◆ Exercise details
Find the lines in these entries that include the word "clip" and state how many there are, with no other words.
BEGIN Data provided
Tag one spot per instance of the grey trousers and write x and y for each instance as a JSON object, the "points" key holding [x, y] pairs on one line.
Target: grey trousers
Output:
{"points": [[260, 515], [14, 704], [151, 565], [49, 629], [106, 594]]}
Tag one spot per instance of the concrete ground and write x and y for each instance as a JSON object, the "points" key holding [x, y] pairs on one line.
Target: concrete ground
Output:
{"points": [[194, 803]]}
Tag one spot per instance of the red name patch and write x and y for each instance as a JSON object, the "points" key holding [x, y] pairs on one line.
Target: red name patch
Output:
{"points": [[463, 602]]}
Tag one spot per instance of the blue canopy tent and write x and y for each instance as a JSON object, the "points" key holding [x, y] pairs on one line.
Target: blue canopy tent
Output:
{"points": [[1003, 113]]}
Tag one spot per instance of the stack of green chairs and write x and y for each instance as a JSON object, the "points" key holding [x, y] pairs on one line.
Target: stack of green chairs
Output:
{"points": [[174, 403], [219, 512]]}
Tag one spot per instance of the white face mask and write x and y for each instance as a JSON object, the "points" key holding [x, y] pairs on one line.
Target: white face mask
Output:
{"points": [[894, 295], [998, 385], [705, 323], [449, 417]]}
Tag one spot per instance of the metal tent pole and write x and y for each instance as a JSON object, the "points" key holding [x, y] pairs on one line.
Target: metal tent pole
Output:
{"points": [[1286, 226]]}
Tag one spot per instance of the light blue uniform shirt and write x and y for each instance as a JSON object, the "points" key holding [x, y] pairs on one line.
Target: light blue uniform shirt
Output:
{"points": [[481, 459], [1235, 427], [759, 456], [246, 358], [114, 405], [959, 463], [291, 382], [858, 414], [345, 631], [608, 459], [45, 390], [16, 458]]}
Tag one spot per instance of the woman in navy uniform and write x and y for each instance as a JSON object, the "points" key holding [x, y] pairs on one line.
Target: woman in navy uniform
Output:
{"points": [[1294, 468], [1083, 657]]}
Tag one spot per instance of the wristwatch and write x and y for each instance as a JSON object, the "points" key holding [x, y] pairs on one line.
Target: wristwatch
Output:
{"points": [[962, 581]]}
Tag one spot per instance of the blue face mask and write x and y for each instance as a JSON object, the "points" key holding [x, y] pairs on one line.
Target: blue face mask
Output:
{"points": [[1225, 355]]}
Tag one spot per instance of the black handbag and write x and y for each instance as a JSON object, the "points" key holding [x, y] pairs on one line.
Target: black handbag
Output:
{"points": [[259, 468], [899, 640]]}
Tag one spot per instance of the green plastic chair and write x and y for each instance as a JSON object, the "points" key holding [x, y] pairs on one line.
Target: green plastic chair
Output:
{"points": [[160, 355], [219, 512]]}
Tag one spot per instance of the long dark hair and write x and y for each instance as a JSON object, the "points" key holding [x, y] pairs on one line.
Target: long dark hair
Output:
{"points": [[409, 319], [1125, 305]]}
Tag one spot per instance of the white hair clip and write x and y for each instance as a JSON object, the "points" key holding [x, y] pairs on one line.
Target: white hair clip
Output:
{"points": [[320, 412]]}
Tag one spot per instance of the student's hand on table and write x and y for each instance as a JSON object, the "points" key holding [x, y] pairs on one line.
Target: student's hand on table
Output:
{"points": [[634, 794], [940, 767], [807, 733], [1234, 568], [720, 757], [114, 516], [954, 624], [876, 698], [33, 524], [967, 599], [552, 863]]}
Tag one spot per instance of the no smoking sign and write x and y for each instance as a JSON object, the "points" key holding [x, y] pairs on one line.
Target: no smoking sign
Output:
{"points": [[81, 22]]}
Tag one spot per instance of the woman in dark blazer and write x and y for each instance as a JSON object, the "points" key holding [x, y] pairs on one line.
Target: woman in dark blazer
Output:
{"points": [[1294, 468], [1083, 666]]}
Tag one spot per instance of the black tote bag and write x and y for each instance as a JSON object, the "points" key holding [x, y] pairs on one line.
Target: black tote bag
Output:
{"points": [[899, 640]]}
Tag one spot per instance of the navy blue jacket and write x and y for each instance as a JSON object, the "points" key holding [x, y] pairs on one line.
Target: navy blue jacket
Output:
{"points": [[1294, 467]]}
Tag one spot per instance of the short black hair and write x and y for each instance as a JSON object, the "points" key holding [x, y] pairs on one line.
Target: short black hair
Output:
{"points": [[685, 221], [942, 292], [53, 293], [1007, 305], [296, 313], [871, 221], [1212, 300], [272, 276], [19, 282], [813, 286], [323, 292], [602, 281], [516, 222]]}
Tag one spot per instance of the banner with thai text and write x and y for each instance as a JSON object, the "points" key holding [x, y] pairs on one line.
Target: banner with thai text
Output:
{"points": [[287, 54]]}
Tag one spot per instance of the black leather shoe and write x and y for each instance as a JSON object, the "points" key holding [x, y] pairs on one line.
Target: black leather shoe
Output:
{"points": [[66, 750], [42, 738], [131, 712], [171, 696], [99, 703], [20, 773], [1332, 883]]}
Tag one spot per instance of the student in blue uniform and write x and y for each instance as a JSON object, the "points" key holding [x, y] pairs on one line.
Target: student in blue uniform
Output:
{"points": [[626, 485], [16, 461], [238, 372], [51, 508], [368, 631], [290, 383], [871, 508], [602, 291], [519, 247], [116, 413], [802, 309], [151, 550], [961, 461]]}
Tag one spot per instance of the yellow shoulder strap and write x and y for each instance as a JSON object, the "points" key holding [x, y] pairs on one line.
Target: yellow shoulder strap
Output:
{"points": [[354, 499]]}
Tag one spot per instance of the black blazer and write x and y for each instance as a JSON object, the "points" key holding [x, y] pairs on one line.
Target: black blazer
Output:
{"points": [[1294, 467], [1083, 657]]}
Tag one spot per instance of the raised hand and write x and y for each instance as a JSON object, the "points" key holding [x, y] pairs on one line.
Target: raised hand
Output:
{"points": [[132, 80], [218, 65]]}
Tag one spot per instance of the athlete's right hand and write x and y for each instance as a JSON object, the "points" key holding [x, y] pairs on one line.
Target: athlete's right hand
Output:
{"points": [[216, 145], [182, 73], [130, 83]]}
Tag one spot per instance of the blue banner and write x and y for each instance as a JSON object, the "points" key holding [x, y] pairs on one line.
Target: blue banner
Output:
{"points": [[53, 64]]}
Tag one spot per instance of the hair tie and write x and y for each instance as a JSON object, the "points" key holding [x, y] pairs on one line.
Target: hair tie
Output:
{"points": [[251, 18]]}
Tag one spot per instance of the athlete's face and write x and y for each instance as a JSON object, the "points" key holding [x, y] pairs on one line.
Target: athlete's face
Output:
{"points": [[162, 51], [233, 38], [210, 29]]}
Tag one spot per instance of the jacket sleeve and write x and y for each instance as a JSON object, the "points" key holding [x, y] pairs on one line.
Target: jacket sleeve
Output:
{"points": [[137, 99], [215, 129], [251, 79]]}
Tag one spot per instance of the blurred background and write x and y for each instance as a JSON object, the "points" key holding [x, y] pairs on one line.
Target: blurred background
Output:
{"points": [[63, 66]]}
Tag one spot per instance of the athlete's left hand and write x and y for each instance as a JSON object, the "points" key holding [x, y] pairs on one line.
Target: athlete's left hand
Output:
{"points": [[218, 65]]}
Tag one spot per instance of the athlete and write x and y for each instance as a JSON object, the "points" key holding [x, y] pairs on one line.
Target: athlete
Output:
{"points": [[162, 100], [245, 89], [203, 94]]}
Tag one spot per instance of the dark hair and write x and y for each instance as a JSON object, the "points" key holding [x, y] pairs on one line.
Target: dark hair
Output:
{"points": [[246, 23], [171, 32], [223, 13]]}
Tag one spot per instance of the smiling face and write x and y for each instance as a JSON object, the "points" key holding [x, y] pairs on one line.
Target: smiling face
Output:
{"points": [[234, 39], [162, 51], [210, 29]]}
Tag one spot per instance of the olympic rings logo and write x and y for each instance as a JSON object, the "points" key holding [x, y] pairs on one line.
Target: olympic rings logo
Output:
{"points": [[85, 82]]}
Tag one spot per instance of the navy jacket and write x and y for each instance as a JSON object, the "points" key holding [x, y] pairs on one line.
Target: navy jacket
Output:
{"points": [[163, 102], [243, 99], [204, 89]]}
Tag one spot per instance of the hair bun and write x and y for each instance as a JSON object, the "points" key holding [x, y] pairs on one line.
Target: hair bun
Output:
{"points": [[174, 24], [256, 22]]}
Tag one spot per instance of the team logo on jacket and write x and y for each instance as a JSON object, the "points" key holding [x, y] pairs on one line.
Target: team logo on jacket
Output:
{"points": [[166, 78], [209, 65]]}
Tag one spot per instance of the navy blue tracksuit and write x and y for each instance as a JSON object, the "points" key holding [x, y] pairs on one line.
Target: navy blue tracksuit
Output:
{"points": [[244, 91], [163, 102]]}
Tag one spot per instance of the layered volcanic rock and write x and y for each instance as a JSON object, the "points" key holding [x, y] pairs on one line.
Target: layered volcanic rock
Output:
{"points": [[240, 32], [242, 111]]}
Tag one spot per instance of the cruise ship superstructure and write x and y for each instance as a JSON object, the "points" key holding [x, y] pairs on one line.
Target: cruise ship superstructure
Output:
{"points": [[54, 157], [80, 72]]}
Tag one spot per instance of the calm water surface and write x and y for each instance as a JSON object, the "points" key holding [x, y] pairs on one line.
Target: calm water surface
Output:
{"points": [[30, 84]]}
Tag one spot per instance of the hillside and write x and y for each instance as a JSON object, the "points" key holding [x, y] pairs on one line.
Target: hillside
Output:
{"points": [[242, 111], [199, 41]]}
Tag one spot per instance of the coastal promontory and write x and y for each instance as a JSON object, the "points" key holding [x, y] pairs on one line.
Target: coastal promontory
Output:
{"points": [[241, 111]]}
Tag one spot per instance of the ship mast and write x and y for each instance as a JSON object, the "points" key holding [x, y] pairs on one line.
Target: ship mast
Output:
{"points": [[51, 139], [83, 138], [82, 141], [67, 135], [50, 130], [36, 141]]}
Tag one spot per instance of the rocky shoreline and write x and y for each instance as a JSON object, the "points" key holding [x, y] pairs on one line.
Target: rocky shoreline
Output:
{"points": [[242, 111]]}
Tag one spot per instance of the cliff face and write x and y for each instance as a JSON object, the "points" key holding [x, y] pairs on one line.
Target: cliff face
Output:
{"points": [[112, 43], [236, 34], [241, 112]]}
END Data provided
◆ Result of this exercise
2